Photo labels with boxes
________
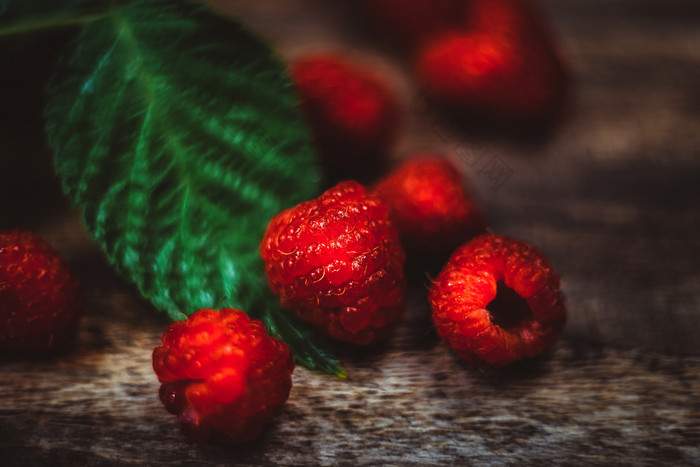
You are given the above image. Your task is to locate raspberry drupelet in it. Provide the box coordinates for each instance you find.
[429,233,566,366]
[261,182,406,345]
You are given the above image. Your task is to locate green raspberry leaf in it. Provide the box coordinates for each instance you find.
[46,0,343,375]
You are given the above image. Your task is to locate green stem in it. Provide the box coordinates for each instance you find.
[0,12,110,37]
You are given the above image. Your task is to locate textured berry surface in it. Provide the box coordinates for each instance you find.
[153,308,294,443]
[363,0,464,46]
[429,233,566,366]
[416,0,567,126]
[290,54,399,179]
[0,230,83,352]
[374,155,485,260]
[261,182,406,345]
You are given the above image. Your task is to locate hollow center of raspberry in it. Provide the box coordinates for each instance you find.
[486,281,532,328]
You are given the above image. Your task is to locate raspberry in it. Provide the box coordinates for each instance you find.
[0,230,83,352]
[364,0,463,46]
[416,0,567,127]
[374,155,485,259]
[261,182,406,345]
[153,308,294,443]
[428,233,566,366]
[290,54,399,179]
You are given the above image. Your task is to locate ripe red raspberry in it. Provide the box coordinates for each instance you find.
[0,230,83,352]
[363,0,464,46]
[374,155,485,260]
[290,54,399,179]
[260,182,406,345]
[416,0,567,128]
[153,308,294,443]
[429,233,566,366]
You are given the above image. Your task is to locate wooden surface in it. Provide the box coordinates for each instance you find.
[0,0,700,466]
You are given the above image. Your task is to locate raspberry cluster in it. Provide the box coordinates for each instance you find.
[0,230,83,353]
[261,182,406,344]
[429,233,566,366]
[153,308,294,443]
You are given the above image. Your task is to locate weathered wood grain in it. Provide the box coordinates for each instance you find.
[0,0,700,466]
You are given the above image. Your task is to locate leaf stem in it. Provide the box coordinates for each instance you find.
[0,11,110,37]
________
*DIRECTIONS FOR THIS TASK:* Please reproduce all of the data above word for word, omitting the picture lines.

*EXERCISE RESULT:*
You are given the above image. Your task is to locate raspberry drupelet in it. Provide the box coordinates for each instance you find.
[429,233,566,366]
[261,182,406,345]
You are given the above image. Your task is to locate green raspberry leaf in it. Provide the box coordinates for each instance you find.
[46,0,343,375]
You are given the above image. Your task is to locate green stem in it. Provide the box coordinates for each instance you find.
[0,12,110,37]
You are given the above image. Your task is to locate textured berry surface in it. Provide the box coordinates for each instance you find.
[153,308,294,443]
[363,0,464,46]
[429,233,566,366]
[416,0,567,126]
[290,54,399,179]
[0,230,83,352]
[374,155,485,260]
[261,182,406,345]
You are given the above image. Your task is to locate hollow center of raspberry in it. Provide the box coordinates for each instance you find.
[486,281,532,328]
You are given the above image. Your task is to locate raspberry in it. Provide the box coordinates for each instance you find.
[0,230,83,352]
[364,0,463,46]
[416,0,567,127]
[374,155,485,259]
[261,182,406,345]
[153,308,294,443]
[428,233,566,366]
[290,54,399,179]
You are given the above image. Your task is to locate ripe red raspberry in it. Provide the box coordinates for each instance you find.
[0,230,83,352]
[363,0,464,46]
[374,155,485,260]
[290,54,399,179]
[260,182,406,345]
[416,0,567,128]
[153,308,294,443]
[429,233,566,366]
You are given the above image. Your task is to locate wooden surface in it. Provide the box coordinates for each instance you find.
[0,0,700,466]
You are given the above image. Your task is to locate raspberry cluster in it. Provide the box coordinates for each instance you find.
[0,230,83,353]
[261,182,406,344]
[429,233,566,366]
[153,308,294,443]
You are given the above image. Your task is to locate weathered wood grain in it. Provide the box coordinates for each instance you find.
[0,0,700,466]
You are given the above image. Your task is to locate leaf stem in it. Provide the box coordinates for each instance you find.
[0,11,110,37]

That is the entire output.